§ What you have to do:
Reproduce the records from the line containing "in orange baju" through the end of the records, inclusive, including every request, and shift each coordinate in the answers by adding 138.

-- Begin --

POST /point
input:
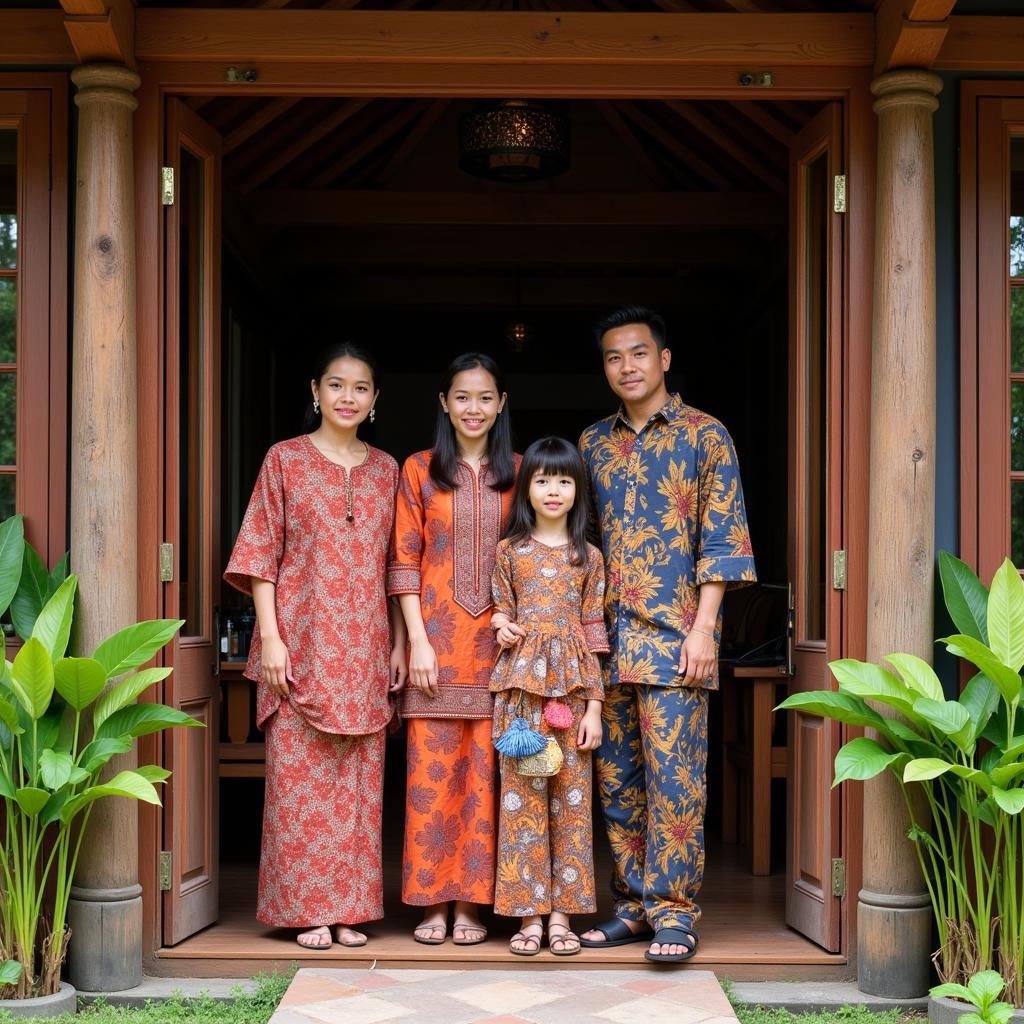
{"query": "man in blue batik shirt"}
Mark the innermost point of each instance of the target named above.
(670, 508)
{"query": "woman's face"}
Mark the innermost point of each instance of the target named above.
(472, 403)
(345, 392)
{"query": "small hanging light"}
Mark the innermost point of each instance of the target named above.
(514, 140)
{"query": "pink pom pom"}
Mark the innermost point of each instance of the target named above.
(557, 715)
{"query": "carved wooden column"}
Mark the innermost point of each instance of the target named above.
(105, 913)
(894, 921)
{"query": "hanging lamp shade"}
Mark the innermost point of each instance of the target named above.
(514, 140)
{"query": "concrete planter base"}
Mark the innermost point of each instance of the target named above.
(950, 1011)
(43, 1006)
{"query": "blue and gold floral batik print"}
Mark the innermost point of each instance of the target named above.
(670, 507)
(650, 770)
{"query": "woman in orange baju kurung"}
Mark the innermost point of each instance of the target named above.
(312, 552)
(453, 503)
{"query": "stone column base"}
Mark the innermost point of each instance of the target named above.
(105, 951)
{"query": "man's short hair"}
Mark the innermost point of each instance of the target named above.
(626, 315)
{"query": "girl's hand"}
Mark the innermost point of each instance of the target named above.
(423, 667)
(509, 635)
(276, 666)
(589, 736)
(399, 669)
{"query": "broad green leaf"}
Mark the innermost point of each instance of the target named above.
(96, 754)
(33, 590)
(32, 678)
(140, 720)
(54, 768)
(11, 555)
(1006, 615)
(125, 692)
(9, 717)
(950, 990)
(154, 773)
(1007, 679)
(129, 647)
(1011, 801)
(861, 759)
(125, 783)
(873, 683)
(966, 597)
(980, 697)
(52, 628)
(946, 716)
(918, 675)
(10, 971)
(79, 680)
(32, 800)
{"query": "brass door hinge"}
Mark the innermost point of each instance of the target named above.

-- End --

§ The result:
{"query": "woman in orange baju kurung"}
Mark the innermost point of each instance of the target named above.
(450, 690)
(591, 641)
{"query": "stone column base"}
Mark the innermost point of each instance of the target named above.
(243, 1089)
{"query": "man's short hair"}
Mark the innermost point of each instance of the target named above.
(764, 453)
{"query": "girl's hand"}
Mark the innermost point of each instance of the target named above.
(561, 805)
(647, 773)
(414, 804)
(727, 874)
(537, 807)
{"query": "broad green leaf"}
Mark the innermost point of each instance of the target named above.
(234, 892)
(171, 728)
(170, 816)
(278, 858)
(192, 906)
(149, 693)
(1144, 753)
(263, 830)
(147, 855)
(1088, 1128)
(292, 911)
(1145, 817)
(267, 785)
(1149, 939)
(999, 897)
(263, 921)
(1011, 821)
(1104, 735)
(1118, 835)
(190, 766)
(1084, 854)
(1056, 813)
(148, 1109)
(217, 818)
(170, 938)
{"query": "brass door hinge"}
Mark the innermost point of each instance of the target named above.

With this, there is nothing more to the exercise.